(Referring expression pointing data)
= = = = =

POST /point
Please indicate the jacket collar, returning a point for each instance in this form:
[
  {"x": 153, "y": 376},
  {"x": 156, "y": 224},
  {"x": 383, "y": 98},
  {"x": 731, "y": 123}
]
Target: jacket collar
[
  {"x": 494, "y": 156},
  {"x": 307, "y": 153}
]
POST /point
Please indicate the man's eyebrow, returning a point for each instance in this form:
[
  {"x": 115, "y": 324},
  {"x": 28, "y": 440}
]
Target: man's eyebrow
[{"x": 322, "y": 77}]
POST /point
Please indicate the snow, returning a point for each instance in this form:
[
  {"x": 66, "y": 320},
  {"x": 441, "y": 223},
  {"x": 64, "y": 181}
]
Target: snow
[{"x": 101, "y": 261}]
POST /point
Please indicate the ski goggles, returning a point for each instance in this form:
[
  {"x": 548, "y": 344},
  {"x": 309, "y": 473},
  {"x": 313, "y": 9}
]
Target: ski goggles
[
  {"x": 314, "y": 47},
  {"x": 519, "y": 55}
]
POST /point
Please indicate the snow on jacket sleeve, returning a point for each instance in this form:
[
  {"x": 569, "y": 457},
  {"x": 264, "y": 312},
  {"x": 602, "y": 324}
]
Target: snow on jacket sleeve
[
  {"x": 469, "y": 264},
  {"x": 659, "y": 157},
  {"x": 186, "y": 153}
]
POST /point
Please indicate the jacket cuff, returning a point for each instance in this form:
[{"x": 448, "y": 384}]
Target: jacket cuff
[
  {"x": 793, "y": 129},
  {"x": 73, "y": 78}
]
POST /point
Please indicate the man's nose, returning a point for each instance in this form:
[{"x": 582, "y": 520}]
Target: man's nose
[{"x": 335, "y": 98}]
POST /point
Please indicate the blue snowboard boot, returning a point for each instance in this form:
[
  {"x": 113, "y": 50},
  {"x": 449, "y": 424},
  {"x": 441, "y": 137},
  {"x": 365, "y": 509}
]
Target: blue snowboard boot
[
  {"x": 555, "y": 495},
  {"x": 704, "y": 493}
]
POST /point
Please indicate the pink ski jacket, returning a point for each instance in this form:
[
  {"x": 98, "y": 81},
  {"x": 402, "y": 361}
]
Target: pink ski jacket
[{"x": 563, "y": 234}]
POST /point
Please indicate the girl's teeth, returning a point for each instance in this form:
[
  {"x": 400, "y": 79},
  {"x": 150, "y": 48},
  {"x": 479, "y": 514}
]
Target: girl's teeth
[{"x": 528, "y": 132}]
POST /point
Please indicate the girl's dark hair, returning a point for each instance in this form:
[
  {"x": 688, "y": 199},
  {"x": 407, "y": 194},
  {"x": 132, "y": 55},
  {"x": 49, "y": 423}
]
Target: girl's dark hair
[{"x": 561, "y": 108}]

= = = = =

Which lines of the data include "instance"? Copy each of them.

Please indicate the jacket collar, returning a point for each instance in this form:
Please indicate the man's eyebrow, returning a point for each instance in this form:
Please indicate the snow, returning a point for each instance in this form:
Please indicate the ski goggles, returning a point for each instance in this form:
Please indicate the snow on jacket sleeve, returning a point for each instance in this form:
Please indicate the jacket cuff, returning a point for each instance in this form:
Please indicate the man's nose, returning a point for each instance in this form:
Please indicate the blue snowboard boot, returning a point for each instance in this form:
Please indicate the pink ski jacket, returning a point for each instance in this form:
Please indicate the girl's teeth, returning a point for each instance in this form:
Please indicate the girl's dark hair, returning a point for each instance in this form:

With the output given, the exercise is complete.